## BLOC DE TEXTE:
Monseigneur, votre région du nord-Katanga était réputée comme la base des rebelles Maï-Maï et des Kata Katanga (pro-sécession de la province). Qu’en est-il aujourd’hui?

« Il n’y a plus rien. Ils ne se sont pas tous évaporés dans la nature. Mais la plupart des commanditaires de ces troupes ont abandonné leur combat et, du même coup, ont abandonné leurs hommes qui se sont retrouvés bien démunis. Ces menaces ne sont plus d’actualité aujourd’hui ».

 

Certains affirment pourtant que des rebelles sont installés chez vous. Des hommes qui seraient armés par l’ex-gouverneur Moïse Katumbi?

«Je suis au courant de ces bruits. C’est du grand n’importe quoi. Il n’y a rien. J’ai des prêtres qui circulent sur tout le territoire et je veux vous dire que nous serions au courant si quelque chose se tramait. Je vous le dis en toute sincérité et la main sur le cœur, il n’y a ni rebelles, ni camp d’entraînement. Ce sont des bruits dangereux que font courir certains dignitaires du pouvoir pour nuire à leur adversaire Qui veut noyer son chien, l’accuse de rage».

 

Ne craignez-vous pas que ces rumeurs rallume le feu chez certains?

«La pauvre population de mon diocèse de Kilwa-Kasenga est fatiguée de tous ces bruits. Elle ne cherche qu’à survivre. Et vous savez que j’ai toujours été prompt à dénoncer tout ce qui est illégal ou inacceptable, s’il devait y avoir des camps d’entraînement sur mon diocèse je serais le premier à monter au créneau. Je le répète, il n’y a rien de tout cela. Ceux qui veulent voir de leurs propres yeux sont les bienvenus.»

 

Comment une population rurale, éloignée de tout, vit-elle la situation actuelle du Congo?

(Éléments provenant d'une source de données)
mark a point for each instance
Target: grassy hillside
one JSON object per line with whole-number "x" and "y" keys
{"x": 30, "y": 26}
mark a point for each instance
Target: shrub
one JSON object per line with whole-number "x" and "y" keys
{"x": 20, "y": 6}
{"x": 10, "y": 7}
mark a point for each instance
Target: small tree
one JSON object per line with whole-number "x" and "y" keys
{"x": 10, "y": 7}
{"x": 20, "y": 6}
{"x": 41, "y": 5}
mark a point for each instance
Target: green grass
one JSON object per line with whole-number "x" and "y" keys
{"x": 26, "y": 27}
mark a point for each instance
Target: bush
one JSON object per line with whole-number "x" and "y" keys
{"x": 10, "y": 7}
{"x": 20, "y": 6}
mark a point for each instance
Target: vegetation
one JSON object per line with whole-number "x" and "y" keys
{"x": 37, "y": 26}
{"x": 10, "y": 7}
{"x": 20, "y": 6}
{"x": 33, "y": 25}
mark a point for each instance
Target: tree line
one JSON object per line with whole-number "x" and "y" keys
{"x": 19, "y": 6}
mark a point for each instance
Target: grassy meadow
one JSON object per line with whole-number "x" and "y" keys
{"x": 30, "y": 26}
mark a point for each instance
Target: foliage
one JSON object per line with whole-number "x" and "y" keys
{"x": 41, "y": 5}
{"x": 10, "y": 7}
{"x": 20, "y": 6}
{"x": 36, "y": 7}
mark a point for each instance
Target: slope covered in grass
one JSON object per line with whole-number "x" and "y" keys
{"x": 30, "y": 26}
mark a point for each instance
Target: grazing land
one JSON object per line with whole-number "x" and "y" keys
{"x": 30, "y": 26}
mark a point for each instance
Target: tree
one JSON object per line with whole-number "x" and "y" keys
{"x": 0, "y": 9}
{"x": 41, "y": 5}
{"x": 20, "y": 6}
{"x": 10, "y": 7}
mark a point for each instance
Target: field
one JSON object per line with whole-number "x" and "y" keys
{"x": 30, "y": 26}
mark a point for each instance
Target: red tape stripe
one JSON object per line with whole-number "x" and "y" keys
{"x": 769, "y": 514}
* * *
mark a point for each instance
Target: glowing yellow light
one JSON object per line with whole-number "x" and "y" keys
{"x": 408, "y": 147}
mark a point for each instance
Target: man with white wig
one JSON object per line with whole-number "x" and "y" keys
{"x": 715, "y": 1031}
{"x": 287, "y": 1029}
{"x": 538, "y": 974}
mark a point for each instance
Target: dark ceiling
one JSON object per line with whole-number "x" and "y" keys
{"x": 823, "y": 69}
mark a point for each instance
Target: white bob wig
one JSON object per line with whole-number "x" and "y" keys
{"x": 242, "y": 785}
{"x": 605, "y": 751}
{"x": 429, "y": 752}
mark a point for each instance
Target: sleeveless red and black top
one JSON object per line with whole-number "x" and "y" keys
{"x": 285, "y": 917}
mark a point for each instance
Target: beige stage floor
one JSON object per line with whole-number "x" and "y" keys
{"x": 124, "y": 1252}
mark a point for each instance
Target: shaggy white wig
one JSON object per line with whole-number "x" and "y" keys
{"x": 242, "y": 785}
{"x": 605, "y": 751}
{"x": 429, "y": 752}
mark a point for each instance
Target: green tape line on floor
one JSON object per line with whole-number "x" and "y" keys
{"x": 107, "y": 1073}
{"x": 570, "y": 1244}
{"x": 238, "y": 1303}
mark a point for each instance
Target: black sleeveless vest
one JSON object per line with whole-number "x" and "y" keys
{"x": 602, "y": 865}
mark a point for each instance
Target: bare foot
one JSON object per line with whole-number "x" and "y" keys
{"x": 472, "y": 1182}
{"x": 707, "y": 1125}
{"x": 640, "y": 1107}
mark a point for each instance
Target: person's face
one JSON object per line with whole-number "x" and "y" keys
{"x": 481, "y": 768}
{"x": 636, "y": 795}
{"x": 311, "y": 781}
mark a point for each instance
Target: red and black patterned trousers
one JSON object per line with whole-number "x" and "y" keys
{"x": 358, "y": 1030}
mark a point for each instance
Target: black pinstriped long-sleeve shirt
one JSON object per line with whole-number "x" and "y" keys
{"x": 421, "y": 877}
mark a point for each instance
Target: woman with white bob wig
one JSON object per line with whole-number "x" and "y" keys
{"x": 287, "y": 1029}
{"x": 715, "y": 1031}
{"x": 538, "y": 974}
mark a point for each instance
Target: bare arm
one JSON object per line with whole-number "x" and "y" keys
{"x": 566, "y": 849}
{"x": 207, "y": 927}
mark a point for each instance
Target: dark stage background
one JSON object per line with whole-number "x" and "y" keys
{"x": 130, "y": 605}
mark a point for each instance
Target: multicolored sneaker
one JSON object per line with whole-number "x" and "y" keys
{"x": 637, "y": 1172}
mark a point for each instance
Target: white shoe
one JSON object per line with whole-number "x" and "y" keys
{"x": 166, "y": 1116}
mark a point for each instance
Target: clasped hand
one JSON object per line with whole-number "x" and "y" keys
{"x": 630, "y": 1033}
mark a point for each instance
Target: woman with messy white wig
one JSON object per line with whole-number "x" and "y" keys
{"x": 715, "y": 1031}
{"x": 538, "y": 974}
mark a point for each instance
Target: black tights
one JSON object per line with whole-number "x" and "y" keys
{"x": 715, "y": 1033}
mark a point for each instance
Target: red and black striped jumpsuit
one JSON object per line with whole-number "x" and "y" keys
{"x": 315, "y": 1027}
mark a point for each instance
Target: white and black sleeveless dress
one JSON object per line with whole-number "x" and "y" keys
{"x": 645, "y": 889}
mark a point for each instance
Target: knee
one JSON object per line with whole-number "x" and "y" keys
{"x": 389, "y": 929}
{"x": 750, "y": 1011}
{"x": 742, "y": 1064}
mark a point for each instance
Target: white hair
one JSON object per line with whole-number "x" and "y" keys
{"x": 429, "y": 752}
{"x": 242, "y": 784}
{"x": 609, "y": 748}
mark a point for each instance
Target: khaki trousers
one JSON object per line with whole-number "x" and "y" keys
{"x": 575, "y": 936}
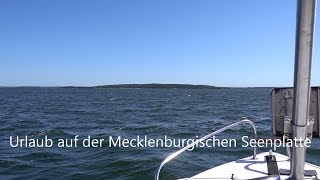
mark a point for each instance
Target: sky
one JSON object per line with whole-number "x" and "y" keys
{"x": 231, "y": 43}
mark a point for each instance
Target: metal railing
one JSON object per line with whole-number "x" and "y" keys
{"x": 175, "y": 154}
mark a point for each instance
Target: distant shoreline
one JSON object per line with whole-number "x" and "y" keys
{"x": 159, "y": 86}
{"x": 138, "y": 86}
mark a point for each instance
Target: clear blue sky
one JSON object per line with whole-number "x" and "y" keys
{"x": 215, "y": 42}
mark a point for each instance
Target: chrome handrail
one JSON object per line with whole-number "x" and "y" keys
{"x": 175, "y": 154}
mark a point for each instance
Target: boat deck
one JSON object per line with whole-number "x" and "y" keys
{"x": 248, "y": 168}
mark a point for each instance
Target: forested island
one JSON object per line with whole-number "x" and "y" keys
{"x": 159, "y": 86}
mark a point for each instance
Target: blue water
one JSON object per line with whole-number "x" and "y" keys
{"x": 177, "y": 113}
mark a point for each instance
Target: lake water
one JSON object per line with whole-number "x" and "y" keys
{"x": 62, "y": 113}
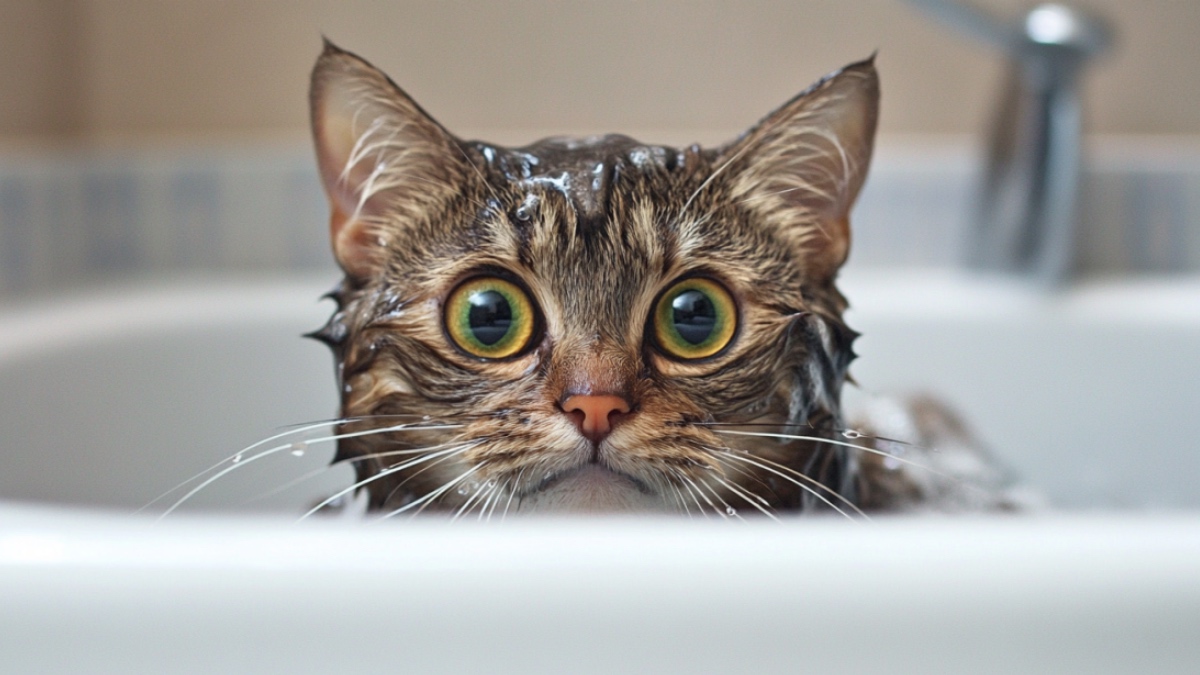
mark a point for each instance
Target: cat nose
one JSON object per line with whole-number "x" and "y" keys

## QUESTION BRÈVE 1:
Dans l'entretien, quel diocèse la personne interrogée désigne-t-elle comme le sien ?
## QUESTION BRÈVE 2:
Relevez l'ensemble des noms de lieux cités dans l'entretien.
## QUESTION BRÈVE 3:
Reproduisez mot pour mot le passage de l'entretien qui s'ouvre sur les mots contenant « Monseigneur, votre région » et se clôt sur « Qu’en est-il aujourd’hui? ».
Les entrées n'ont aucun rapport avec l'entretien.

## RÉPONSE FINALE 1:
Le diocèse de Kilwa-Kasenga.

## RÉPONSE FINALE 2:
nord-Katanga, Kilwa-Kasenga, Congo

## RÉPONSE FINALE 3:
Monseigneur, votre région du nord-Katanga était réputée comme la base des rebelles Maï-Maï et des Kata Katanga (pro-sécession de la province). Qu’en est-il aujourd’hui?